### Directions for this task
Print the records below exactly, starting at the first line and stopping after the line that contains "Target: blade of grass". Leave out any pictures.

·····

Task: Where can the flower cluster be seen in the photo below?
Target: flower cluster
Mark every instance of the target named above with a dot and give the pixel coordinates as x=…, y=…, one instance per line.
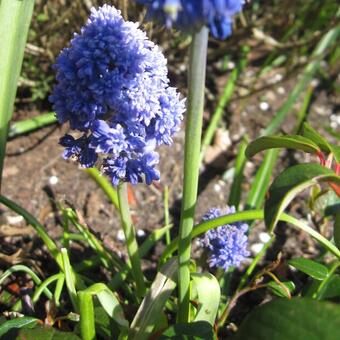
x=113, y=88
x=188, y=15
x=227, y=243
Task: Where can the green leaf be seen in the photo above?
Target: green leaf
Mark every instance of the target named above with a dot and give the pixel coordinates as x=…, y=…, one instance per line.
x=209, y=293
x=87, y=323
x=24, y=322
x=337, y=229
x=279, y=290
x=70, y=279
x=324, y=145
x=313, y=135
x=104, y=324
x=260, y=184
x=44, y=333
x=288, y=141
x=149, y=311
x=108, y=301
x=289, y=184
x=200, y=330
x=236, y=187
x=297, y=319
x=327, y=40
x=313, y=269
x=15, y=18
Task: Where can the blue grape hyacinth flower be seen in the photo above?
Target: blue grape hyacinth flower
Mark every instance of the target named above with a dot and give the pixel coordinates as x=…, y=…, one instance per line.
x=228, y=243
x=113, y=89
x=189, y=15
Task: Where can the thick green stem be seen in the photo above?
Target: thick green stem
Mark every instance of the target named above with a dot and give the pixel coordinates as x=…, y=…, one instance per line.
x=193, y=132
x=15, y=17
x=130, y=237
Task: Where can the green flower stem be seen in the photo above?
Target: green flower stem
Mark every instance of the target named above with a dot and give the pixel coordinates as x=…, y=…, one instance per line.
x=193, y=132
x=87, y=322
x=15, y=18
x=130, y=237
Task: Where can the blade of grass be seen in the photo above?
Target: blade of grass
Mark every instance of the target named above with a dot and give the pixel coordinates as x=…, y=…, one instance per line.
x=261, y=182
x=166, y=214
x=143, y=250
x=223, y=102
x=70, y=279
x=87, y=324
x=308, y=73
x=236, y=188
x=193, y=135
x=130, y=239
x=15, y=18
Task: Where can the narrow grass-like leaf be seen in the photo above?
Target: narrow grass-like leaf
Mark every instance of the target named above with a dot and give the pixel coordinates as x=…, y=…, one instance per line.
x=209, y=293
x=288, y=141
x=87, y=324
x=30, y=272
x=324, y=145
x=31, y=124
x=220, y=109
x=109, y=260
x=327, y=40
x=337, y=229
x=261, y=182
x=109, y=302
x=70, y=279
x=149, y=311
x=283, y=289
x=15, y=18
x=155, y=236
x=313, y=269
x=236, y=187
x=289, y=184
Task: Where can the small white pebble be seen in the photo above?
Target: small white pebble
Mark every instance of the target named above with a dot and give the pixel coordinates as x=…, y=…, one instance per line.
x=231, y=65
x=333, y=125
x=217, y=187
x=53, y=180
x=264, y=106
x=256, y=248
x=315, y=82
x=264, y=237
x=120, y=235
x=14, y=219
x=281, y=90
x=278, y=77
x=140, y=233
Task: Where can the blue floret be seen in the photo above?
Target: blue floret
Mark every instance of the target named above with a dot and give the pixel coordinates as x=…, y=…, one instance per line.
x=112, y=85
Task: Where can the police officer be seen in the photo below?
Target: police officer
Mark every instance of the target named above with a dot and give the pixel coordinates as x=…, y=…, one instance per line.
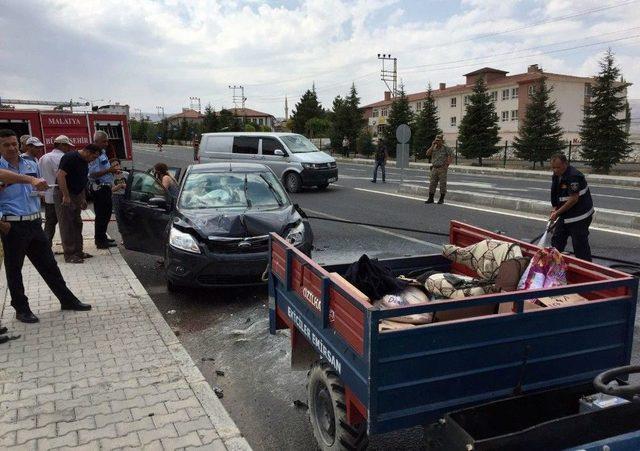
x=24, y=235
x=572, y=207
x=101, y=176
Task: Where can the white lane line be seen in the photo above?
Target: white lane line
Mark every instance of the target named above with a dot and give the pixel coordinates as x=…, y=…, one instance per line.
x=504, y=213
x=375, y=229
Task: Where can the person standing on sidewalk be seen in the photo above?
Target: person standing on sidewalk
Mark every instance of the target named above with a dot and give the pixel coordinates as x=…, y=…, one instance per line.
x=572, y=208
x=381, y=160
x=48, y=165
x=101, y=177
x=441, y=158
x=24, y=235
x=70, y=200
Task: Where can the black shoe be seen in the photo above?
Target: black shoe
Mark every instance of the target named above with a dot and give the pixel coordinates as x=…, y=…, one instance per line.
x=105, y=244
x=27, y=316
x=75, y=305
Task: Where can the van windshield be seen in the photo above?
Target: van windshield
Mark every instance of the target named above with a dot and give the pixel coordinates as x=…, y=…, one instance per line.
x=299, y=144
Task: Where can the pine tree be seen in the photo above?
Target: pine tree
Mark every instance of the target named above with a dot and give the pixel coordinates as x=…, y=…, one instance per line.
x=307, y=108
x=426, y=125
x=400, y=114
x=478, y=132
x=540, y=135
x=605, y=140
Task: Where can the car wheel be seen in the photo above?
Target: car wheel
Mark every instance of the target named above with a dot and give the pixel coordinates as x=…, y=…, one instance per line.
x=292, y=182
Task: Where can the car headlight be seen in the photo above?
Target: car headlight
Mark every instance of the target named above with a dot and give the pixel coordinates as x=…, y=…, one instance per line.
x=312, y=165
x=183, y=241
x=295, y=235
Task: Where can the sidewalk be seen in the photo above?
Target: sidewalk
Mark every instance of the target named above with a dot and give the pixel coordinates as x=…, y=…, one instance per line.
x=113, y=377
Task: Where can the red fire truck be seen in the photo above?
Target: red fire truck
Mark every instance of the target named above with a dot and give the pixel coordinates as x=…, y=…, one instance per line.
x=79, y=127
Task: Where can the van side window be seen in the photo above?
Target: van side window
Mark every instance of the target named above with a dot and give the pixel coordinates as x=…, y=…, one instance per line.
x=245, y=144
x=269, y=145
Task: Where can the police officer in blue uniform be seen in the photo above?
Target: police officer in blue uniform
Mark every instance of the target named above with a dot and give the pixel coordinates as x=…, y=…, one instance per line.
x=572, y=207
x=20, y=207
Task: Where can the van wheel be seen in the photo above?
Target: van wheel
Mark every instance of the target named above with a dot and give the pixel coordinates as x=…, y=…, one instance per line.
x=292, y=182
x=328, y=411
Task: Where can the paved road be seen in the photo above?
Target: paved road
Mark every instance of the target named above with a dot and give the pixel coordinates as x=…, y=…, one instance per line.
x=227, y=329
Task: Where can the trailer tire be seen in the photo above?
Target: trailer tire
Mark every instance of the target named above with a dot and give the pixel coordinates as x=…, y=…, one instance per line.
x=328, y=411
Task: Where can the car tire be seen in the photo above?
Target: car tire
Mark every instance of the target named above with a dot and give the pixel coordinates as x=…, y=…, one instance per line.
x=292, y=182
x=328, y=412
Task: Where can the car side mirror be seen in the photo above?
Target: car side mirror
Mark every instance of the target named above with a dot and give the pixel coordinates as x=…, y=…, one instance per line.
x=159, y=202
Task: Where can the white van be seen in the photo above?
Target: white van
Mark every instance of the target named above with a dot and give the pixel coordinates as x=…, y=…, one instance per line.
x=293, y=158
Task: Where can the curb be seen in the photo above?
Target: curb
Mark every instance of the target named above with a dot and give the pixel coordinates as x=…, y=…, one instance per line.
x=603, y=216
x=224, y=424
x=612, y=180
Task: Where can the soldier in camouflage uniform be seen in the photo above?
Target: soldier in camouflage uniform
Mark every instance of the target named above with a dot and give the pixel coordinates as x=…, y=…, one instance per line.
x=441, y=158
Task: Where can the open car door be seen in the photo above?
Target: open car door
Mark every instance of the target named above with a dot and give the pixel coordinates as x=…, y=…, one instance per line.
x=144, y=213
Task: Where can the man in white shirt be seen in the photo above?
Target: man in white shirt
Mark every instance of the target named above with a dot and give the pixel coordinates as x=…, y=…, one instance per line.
x=48, y=165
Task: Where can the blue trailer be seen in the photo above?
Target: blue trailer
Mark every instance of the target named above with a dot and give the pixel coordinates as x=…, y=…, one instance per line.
x=366, y=381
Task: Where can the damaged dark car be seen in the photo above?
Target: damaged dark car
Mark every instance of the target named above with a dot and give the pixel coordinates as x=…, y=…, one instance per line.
x=216, y=232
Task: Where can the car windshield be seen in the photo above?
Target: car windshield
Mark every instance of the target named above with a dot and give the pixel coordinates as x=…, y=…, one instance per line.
x=299, y=144
x=232, y=190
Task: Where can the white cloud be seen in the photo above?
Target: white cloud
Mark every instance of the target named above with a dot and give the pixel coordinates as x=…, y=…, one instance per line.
x=149, y=52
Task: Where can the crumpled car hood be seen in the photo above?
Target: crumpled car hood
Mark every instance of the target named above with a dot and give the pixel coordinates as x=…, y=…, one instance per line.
x=238, y=224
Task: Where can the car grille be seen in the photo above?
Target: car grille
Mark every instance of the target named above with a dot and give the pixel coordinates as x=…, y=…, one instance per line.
x=239, y=245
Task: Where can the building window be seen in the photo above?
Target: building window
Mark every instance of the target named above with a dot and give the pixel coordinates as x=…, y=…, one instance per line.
x=588, y=90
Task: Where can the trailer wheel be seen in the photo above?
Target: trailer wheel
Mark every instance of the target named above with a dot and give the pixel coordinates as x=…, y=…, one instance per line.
x=328, y=411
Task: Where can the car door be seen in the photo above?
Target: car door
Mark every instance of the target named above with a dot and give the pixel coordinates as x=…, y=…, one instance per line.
x=277, y=163
x=144, y=214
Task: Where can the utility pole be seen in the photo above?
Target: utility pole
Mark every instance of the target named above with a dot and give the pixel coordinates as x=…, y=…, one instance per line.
x=195, y=101
x=389, y=75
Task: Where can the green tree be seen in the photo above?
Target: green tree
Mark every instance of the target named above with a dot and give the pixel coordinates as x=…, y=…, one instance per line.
x=210, y=121
x=307, y=108
x=400, y=114
x=478, y=132
x=426, y=125
x=605, y=140
x=540, y=134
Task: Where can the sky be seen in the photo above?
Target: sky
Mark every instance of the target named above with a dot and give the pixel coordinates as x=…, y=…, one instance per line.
x=148, y=53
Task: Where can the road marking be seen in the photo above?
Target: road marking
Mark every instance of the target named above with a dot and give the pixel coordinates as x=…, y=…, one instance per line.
x=504, y=213
x=376, y=229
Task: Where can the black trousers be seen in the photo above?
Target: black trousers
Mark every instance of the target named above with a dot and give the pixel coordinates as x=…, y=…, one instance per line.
x=103, y=207
x=579, y=233
x=27, y=238
x=50, y=221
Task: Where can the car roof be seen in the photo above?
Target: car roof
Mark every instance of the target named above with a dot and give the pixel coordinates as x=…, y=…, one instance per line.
x=228, y=167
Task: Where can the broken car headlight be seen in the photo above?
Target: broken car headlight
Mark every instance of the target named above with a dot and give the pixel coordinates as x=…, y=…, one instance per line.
x=183, y=241
x=295, y=235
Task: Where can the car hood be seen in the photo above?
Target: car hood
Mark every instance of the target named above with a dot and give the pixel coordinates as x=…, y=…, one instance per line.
x=314, y=157
x=239, y=224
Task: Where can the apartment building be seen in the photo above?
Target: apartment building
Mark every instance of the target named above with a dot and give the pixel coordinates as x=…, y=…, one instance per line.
x=510, y=94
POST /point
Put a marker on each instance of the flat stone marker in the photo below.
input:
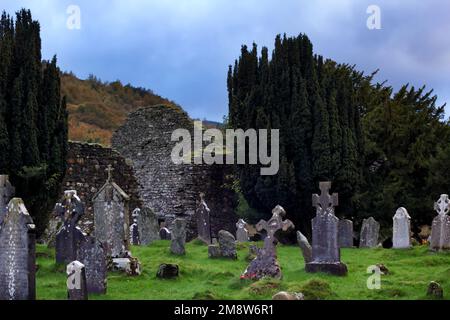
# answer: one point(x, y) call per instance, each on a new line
point(440, 230)
point(345, 233)
point(370, 233)
point(76, 281)
point(401, 238)
point(148, 227)
point(69, 236)
point(203, 218)
point(111, 220)
point(92, 255)
point(326, 256)
point(265, 264)
point(178, 237)
point(17, 254)
point(242, 232)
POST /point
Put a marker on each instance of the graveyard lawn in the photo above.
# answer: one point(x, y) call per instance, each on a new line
point(201, 278)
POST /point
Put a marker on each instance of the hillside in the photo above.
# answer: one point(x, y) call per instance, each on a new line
point(98, 108)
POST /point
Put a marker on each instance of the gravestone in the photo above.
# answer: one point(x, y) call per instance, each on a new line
point(17, 253)
point(76, 281)
point(111, 220)
point(148, 227)
point(326, 255)
point(401, 238)
point(345, 233)
point(305, 247)
point(92, 255)
point(178, 237)
point(265, 264)
point(69, 236)
point(370, 232)
point(203, 218)
point(242, 232)
point(440, 230)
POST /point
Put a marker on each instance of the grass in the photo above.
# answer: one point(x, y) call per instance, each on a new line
point(203, 278)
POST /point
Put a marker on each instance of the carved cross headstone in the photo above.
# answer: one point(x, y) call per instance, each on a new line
point(401, 238)
point(265, 264)
point(326, 255)
point(76, 281)
point(203, 221)
point(440, 231)
point(17, 253)
point(69, 236)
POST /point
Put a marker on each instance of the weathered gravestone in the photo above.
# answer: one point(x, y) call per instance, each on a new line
point(76, 281)
point(326, 256)
point(401, 238)
point(69, 236)
point(148, 226)
point(203, 218)
point(370, 232)
point(92, 255)
point(111, 220)
point(345, 233)
point(242, 232)
point(178, 237)
point(17, 254)
point(440, 231)
point(265, 264)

·····

### Answer to this problem
Task: Where can the flower cluster be seen in the photo below?
Target: flower cluster
Mark every instance of the target named above with a dot and give the pixel coordinates as x=…, y=…, one instance per line.
x=113, y=88
x=188, y=15
x=227, y=243
Task: Where can the green leaf be seen in the photo above?
Target: green leaf
Mark every instance of the target named above with a dot and give the pixel coordinates as x=…, y=…, one instance per line.
x=209, y=293
x=87, y=323
x=24, y=322
x=337, y=229
x=279, y=290
x=70, y=279
x=324, y=145
x=313, y=135
x=104, y=324
x=260, y=184
x=44, y=333
x=288, y=141
x=149, y=311
x=108, y=301
x=289, y=184
x=200, y=330
x=236, y=187
x=297, y=319
x=327, y=40
x=313, y=269
x=15, y=18
Task: Where can the blue grape hyacinth flower be seen in the photo above?
Target: blue grape hyacinth flower
Mark every instance of the target named above with a dot and give the pixel coordinates as x=…, y=…, one instance per line.
x=228, y=243
x=113, y=89
x=189, y=15
Task: Where can the thick green stem be seen in the photo above?
Target: thick green stem
Mark every instance of the target named above with a dot and give the pixel coordinates as x=…, y=…, one instance per line.
x=193, y=132
x=15, y=17
x=130, y=237
Task: Where can the green flower stem be seen in the photo above?
Target: green flower stem
Mark every instance of the target named above with a dot and give the pixel coordinates as x=…, y=…, one instance per line.
x=193, y=132
x=87, y=322
x=15, y=18
x=130, y=237
Task: Where can the blade of grass be seen in the photo above?
Target: blade of grass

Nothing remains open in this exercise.